### RECORDS PROVIDED ###
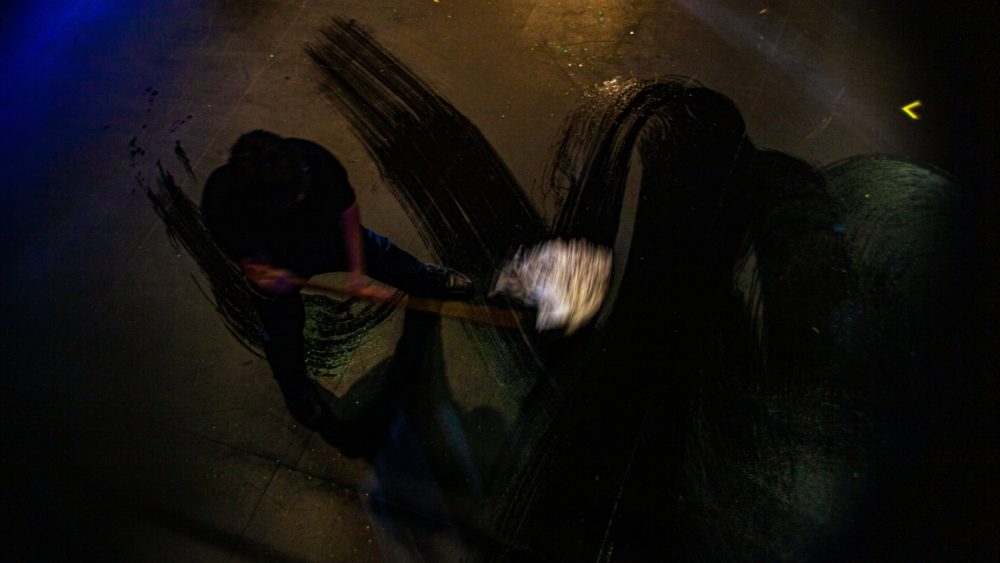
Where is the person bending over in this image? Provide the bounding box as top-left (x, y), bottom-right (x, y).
top-left (201, 130), bottom-right (473, 430)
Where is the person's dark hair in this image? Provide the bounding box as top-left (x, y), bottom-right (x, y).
top-left (229, 129), bottom-right (309, 207)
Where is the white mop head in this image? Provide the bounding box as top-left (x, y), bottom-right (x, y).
top-left (490, 239), bottom-right (611, 335)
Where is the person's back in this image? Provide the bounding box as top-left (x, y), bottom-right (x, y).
top-left (202, 130), bottom-right (473, 440)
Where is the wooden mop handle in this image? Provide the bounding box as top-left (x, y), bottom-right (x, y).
top-left (296, 278), bottom-right (521, 328)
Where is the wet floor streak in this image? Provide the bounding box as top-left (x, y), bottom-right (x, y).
top-left (307, 19), bottom-right (546, 396)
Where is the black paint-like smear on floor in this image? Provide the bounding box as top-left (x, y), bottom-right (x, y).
top-left (490, 79), bottom-right (920, 561)
top-left (143, 159), bottom-right (398, 376)
top-left (306, 19), bottom-right (546, 396)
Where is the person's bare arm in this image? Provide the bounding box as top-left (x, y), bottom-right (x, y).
top-left (338, 202), bottom-right (366, 280)
top-left (338, 202), bottom-right (393, 301)
top-left (238, 256), bottom-right (299, 295)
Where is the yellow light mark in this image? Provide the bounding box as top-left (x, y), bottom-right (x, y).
top-left (901, 100), bottom-right (923, 119)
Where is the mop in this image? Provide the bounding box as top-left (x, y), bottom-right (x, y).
top-left (296, 239), bottom-right (611, 336)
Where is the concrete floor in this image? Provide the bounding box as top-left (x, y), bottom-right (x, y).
top-left (0, 0), bottom-right (995, 561)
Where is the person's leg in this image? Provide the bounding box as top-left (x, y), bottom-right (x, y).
top-left (362, 229), bottom-right (473, 298)
top-left (257, 292), bottom-right (332, 430)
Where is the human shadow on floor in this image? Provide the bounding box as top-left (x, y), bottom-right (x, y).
top-left (320, 311), bottom-right (528, 560)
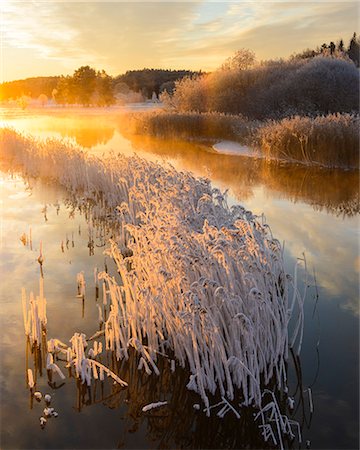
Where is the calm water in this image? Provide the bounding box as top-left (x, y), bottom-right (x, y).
top-left (0, 107), bottom-right (360, 449)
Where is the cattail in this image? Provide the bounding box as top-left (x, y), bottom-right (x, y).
top-left (28, 369), bottom-right (35, 389)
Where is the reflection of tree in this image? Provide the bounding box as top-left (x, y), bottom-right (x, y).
top-left (262, 164), bottom-right (359, 216)
top-left (62, 127), bottom-right (114, 148)
top-left (122, 131), bottom-right (360, 216)
top-left (26, 342), bottom-right (311, 449)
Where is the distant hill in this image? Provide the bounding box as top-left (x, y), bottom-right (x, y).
top-left (114, 69), bottom-right (199, 98)
top-left (0, 77), bottom-right (60, 101)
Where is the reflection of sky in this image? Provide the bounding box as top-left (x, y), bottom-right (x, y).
top-left (0, 114), bottom-right (359, 448)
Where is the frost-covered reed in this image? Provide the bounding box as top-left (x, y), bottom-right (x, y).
top-left (2, 130), bottom-right (304, 428)
top-left (22, 277), bottom-right (47, 346)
###
◆ WHAT YOU HAVE TO DO ◆
Copy all of the stored data above word for word, but leave out the pictures.

◆ REPLY TO THE TASK ◆
Where is the person bending over in this image? Provide the bounding box as top-left (x, y), bottom-right (x, y).
top-left (201, 130), bottom-right (473, 430)
Where is the person's dark hair in this image? Provide the bounding box as top-left (x, y), bottom-right (x, y).
top-left (229, 129), bottom-right (309, 207)
Where is the white mop head in this image? Provide the bounding box as top-left (x, y), bottom-right (x, y).
top-left (490, 239), bottom-right (611, 335)
Where is the person's back in this image? Provide the bounding box as top-left (x, y), bottom-right (x, y).
top-left (202, 130), bottom-right (473, 440)
Where is the wooden mop handle in this image? Provide the bounding box as top-left (x, y), bottom-right (x, y).
top-left (296, 278), bottom-right (521, 328)
Where is the wet floor streak in this image? Provide the bounding box as top-left (x, y), bottom-right (x, y).
top-left (307, 19), bottom-right (546, 396)
Where is the black paint-like smear on floor in this image? Provide the bounding box as top-left (x, y), bottom-right (x, y).
top-left (490, 79), bottom-right (920, 561)
top-left (143, 159), bottom-right (398, 376)
top-left (306, 19), bottom-right (546, 396)
Where is the person's bare arm in this image? Provide the bounding box as top-left (x, y), bottom-right (x, y).
top-left (338, 202), bottom-right (366, 280)
top-left (338, 202), bottom-right (393, 301)
top-left (238, 256), bottom-right (299, 295)
Where is the yellow light mark in this image? Provide the bounding box as top-left (x, y), bottom-right (x, y).
top-left (901, 100), bottom-right (923, 119)
Where is the mop in this image? Provide the bounding box as top-left (x, y), bottom-right (x, y).
top-left (296, 239), bottom-right (611, 336)
Where is the concrete floor in this image? Provide the bounding box as top-left (x, y), bottom-right (x, y).
top-left (0, 0), bottom-right (995, 561)
Where is the person's leg in this image? Provide the bounding box as top-left (x, y), bottom-right (x, y).
top-left (362, 229), bottom-right (473, 298)
top-left (257, 292), bottom-right (332, 430)
Where is the human shadow on floor in this image? Provide the bounding box as top-left (x, y), bottom-right (x, y).
top-left (320, 311), bottom-right (528, 560)
Where is the calm water in this image? Provide the bounding box as top-left (x, y), bottom-right (x, y).
top-left (0, 107), bottom-right (360, 449)
Where is the cattail in this image? Provide the bounding box as top-left (x, y), bottom-right (x, y).
top-left (28, 369), bottom-right (35, 389)
Where is the reflection of tree in this image? Provide the bounding box as top-left (x, y), bottom-right (x, y).
top-left (262, 164), bottom-right (359, 216)
top-left (62, 127), bottom-right (114, 148)
top-left (122, 131), bottom-right (360, 216)
top-left (26, 342), bottom-right (311, 449)
Where is the distant hill in this image? Provide the bounding box as top-left (x, y), bottom-right (x, y).
top-left (114, 69), bottom-right (199, 98)
top-left (0, 77), bottom-right (60, 101)
Where is the reflection of sky in this image? Provide the bounding box as top-left (x, y), bottom-right (x, y).
top-left (0, 114), bottom-right (359, 448)
Where is the frost-covered reed in this image? Provide the bounding box as top-left (x, y), bottom-right (x, y).
top-left (2, 130), bottom-right (304, 428)
top-left (22, 277), bottom-right (47, 346)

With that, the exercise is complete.